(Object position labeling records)
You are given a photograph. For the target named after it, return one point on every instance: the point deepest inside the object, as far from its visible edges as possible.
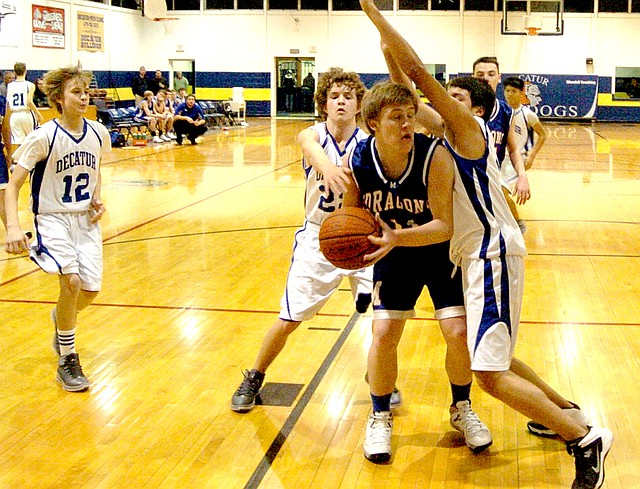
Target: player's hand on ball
(385, 242)
(337, 179)
(17, 242)
(97, 210)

Stated goal:
Write out all the records again, replacing each "point" with "location" and keeping everything else the same. Omit the pictures.

Complete answer:
You are given a photograph. For the target named after it, return one location on every instance: the location deepest inside the object, as far from its visible edges as possible.
Target: player's hand on ball
(385, 242)
(337, 179)
(17, 242)
(97, 210)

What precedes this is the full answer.